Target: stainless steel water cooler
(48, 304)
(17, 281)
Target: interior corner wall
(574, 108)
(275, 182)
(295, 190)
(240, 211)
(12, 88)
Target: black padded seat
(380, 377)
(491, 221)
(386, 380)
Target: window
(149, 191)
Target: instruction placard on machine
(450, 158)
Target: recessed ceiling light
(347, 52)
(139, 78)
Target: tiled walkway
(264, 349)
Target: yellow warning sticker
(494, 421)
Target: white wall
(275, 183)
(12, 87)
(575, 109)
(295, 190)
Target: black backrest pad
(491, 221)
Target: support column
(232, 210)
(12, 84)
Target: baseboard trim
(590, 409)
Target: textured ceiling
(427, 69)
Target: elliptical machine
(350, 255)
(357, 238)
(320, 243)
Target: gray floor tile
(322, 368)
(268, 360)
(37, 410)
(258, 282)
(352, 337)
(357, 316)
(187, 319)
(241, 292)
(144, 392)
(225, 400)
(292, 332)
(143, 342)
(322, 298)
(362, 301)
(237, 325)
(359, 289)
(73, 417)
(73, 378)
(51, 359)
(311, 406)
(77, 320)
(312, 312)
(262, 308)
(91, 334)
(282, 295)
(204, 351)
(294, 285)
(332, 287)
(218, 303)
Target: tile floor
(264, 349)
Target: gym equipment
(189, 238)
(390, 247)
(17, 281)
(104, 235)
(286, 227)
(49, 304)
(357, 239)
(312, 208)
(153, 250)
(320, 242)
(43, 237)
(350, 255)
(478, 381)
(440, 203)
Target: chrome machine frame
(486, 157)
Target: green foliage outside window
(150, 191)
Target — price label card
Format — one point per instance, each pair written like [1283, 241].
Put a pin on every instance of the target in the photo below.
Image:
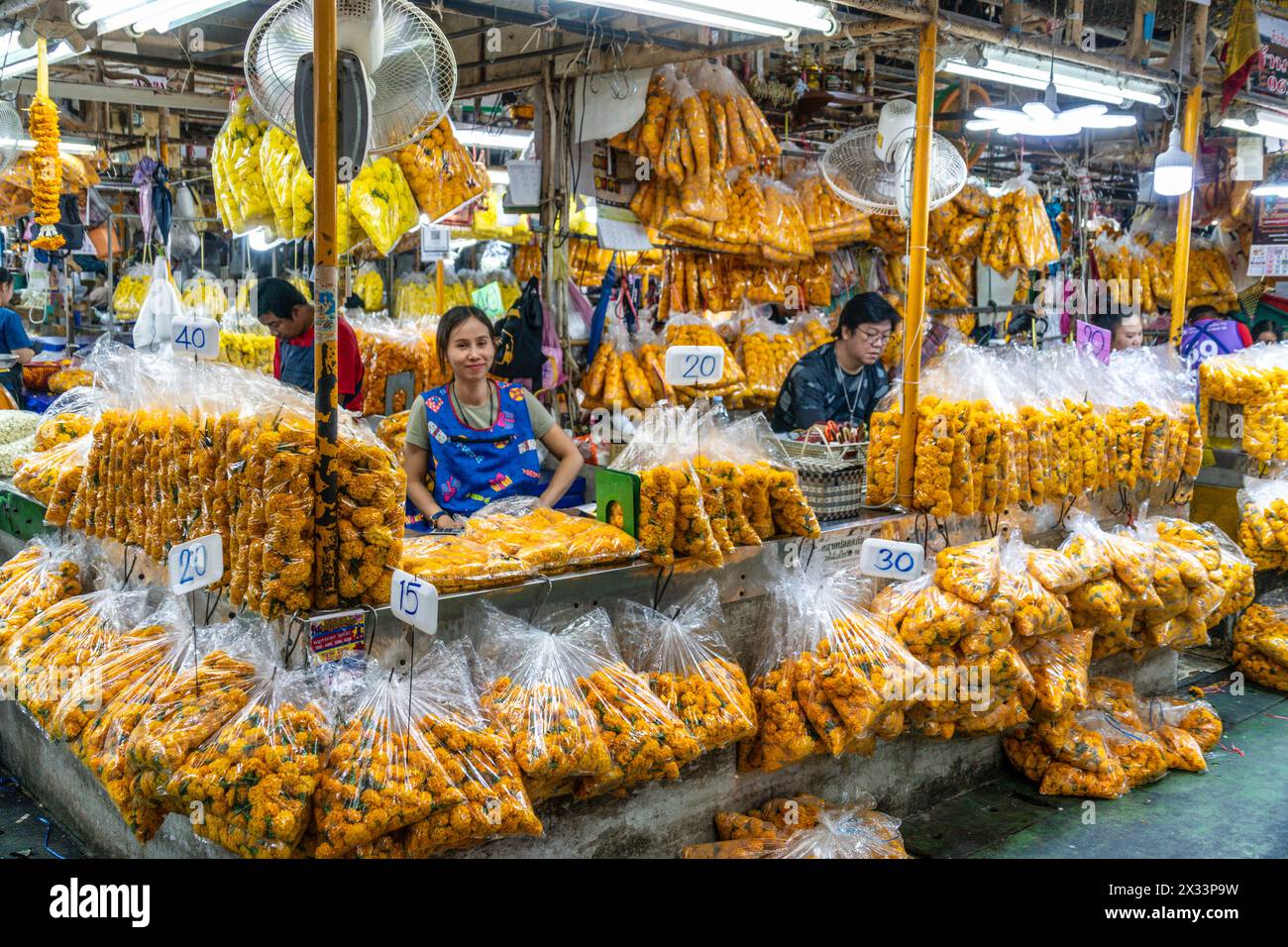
[1099, 341]
[194, 337]
[196, 564]
[892, 560]
[695, 365]
[488, 299]
[436, 244]
[413, 600]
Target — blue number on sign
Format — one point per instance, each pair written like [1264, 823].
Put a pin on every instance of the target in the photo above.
[404, 590]
[192, 565]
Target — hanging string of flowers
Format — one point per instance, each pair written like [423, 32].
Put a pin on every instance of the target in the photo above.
[47, 169]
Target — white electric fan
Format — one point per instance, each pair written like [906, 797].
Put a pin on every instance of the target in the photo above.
[11, 133]
[398, 63]
[871, 167]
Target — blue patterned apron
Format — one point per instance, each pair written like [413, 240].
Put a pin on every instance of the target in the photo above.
[472, 467]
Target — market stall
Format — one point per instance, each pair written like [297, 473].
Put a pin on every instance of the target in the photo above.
[568, 462]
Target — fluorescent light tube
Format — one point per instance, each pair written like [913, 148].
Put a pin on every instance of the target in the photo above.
[480, 136]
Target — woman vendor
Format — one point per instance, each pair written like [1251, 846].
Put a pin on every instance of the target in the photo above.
[477, 438]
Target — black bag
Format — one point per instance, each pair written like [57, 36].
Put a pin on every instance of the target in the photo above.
[518, 347]
[69, 226]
+++
Action item:
For the records above, state how many lines include the string "pair", giving the number and nothing else.

Response:
9